Objective – Express the records below as a JSON list of strings, with one string for each line and no entries for blank lines.

Stored rows –
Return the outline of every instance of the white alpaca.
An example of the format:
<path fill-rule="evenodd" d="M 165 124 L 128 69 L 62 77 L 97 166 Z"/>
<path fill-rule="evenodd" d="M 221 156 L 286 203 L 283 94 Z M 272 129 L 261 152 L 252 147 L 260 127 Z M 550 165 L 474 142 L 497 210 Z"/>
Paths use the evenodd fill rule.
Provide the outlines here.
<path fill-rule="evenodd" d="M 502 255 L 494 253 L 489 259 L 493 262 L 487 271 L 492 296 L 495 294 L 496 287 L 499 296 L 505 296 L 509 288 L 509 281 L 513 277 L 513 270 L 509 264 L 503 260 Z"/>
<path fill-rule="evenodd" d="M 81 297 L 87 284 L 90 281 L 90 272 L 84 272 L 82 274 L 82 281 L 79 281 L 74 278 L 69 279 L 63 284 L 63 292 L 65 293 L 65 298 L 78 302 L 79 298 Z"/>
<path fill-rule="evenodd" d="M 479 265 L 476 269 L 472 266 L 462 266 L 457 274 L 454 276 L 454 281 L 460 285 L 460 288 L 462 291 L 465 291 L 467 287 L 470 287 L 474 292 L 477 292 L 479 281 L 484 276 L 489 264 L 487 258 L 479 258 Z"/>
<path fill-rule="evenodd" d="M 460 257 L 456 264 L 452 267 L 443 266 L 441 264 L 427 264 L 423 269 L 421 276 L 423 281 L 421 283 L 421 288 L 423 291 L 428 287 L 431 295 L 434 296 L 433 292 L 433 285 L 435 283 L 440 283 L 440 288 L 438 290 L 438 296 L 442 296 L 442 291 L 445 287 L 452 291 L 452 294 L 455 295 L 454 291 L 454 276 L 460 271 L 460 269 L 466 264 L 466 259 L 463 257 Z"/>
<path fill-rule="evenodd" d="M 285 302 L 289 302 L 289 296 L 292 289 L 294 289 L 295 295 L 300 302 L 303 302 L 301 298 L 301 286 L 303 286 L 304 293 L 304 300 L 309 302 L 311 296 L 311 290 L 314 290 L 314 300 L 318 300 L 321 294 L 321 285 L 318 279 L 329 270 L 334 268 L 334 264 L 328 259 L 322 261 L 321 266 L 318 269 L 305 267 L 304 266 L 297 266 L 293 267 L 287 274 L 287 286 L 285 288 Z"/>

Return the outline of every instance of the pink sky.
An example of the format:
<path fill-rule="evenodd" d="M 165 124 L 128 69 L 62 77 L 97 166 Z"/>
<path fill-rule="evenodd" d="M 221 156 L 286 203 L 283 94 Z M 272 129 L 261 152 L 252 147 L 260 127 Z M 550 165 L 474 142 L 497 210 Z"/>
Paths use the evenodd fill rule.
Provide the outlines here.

The reply –
[
  "Return the outline of every instance of the white alpaca.",
  "An example of the format:",
  "<path fill-rule=\"evenodd\" d=\"M 165 124 L 128 69 L 62 77 L 97 166 Z\"/>",
  "<path fill-rule=\"evenodd\" d=\"M 221 156 L 286 203 L 283 94 Z M 272 129 L 261 152 L 252 147 L 260 127 Z M 550 165 L 474 142 L 497 210 Z\"/>",
  "Paths use the evenodd fill rule.",
  "Provide the outlines here.",
  "<path fill-rule=\"evenodd\" d=\"M 502 255 L 494 253 L 489 259 L 493 262 L 487 271 L 492 296 L 495 294 L 496 287 L 499 296 L 505 296 L 509 288 L 509 281 L 513 277 L 513 270 L 509 264 L 503 260 Z\"/>",
  "<path fill-rule=\"evenodd\" d=\"M 81 297 L 87 284 L 90 281 L 90 272 L 84 272 L 82 274 L 82 281 L 79 281 L 74 278 L 69 279 L 63 284 L 63 292 L 65 293 L 65 298 L 78 302 L 79 298 Z\"/>",
  "<path fill-rule=\"evenodd\" d=\"M 479 265 L 476 269 L 472 266 L 462 266 L 457 274 L 454 276 L 454 281 L 460 285 L 460 288 L 462 291 L 465 291 L 467 287 L 470 287 L 474 292 L 477 292 L 479 281 L 484 276 L 489 264 L 487 258 L 479 258 Z\"/>",
  "<path fill-rule=\"evenodd\" d=\"M 460 257 L 456 264 L 452 267 L 443 266 L 441 264 L 427 264 L 423 269 L 421 276 L 423 281 L 421 283 L 421 288 L 423 291 L 428 287 L 431 295 L 434 296 L 433 292 L 433 285 L 435 283 L 440 283 L 440 288 L 438 290 L 438 296 L 442 296 L 442 291 L 445 287 L 452 291 L 452 294 L 455 295 L 454 291 L 454 276 L 460 271 L 460 269 L 466 264 L 466 259 L 463 257 Z\"/>",
  "<path fill-rule=\"evenodd\" d=\"M 285 302 L 289 302 L 289 296 L 292 289 L 294 289 L 295 295 L 300 302 L 303 302 L 301 298 L 301 286 L 303 286 L 304 293 L 304 300 L 309 302 L 311 296 L 311 290 L 314 290 L 314 300 L 318 300 L 321 294 L 321 285 L 318 279 L 329 270 L 334 268 L 334 264 L 328 259 L 322 261 L 321 266 L 318 269 L 305 267 L 304 266 L 297 266 L 293 267 L 287 274 L 287 286 L 285 288 Z\"/>",
  "Return the outline of every instance of the pink sky.",
  "An example of the format:",
  "<path fill-rule=\"evenodd\" d=\"M 165 124 L 128 69 L 62 77 L 97 166 Z\"/>",
  "<path fill-rule=\"evenodd\" d=\"M 221 156 L 286 203 L 283 94 Z M 272 129 L 261 152 L 252 147 L 260 127 Z M 550 165 L 474 142 L 497 210 Z\"/>",
  "Paths use the evenodd fill rule.",
  "Provide the outlines here."
]